PROBLEM DETAILS
Return all of the data exactly as given.
(MATERIAL SHOWN)
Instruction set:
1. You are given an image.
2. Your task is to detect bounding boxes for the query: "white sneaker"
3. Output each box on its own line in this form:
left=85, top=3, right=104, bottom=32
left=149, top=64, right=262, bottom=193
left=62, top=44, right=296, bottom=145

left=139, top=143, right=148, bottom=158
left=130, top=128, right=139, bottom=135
(End MATERIAL SHOWN)
ANSWER SECTION
Instruction set:
1. You are given an image.
2. Your task is to detect bounding boxes for the query: "white sneaker"
3. Output each box on its own line in this form:
left=85, top=3, right=104, bottom=32
left=149, top=64, right=262, bottom=193
left=62, top=44, right=296, bottom=145

left=139, top=143, right=148, bottom=158
left=130, top=128, right=139, bottom=135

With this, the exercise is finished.